_Given records_.
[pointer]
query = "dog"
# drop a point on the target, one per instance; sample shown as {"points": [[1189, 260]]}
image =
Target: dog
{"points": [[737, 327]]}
* * *
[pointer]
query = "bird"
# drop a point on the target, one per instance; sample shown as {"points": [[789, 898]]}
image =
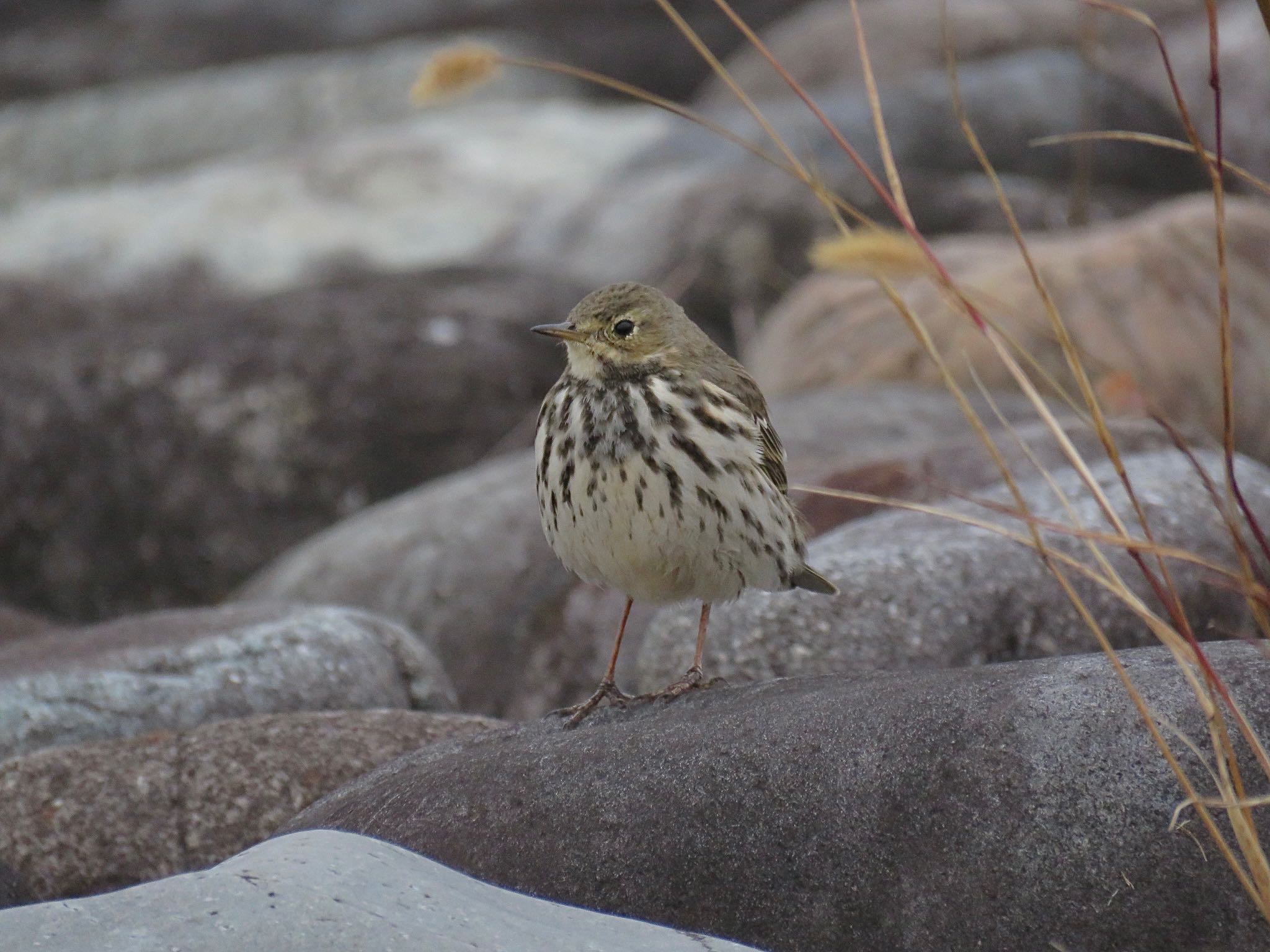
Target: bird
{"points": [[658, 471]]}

_What you have to do_. All lines above in which the word "sample" occurs should be identified and copied.

_Task result_.
# drop a point on the target, one per instance; sample shown as {"points": [[1189, 260]]}
# drop a point on the target, one per instance; sample shown as {"points": [[789, 898]]}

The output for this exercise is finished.